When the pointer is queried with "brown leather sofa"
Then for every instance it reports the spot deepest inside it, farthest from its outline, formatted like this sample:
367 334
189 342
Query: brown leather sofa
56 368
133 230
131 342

**WHAT TO PRODUCE**:
Please rewrite the records above, replacing "sofa" with "couch" and changing nothing else.

**COMPLETE RESPONSE**:
When the pointer is queried with "brown leather couch"
Then for every instance it reports the spot deepest inside it, farthest from its outline, formatted like this sample:
367 334
189 342
Query: brown leather couch
56 368
133 230
131 342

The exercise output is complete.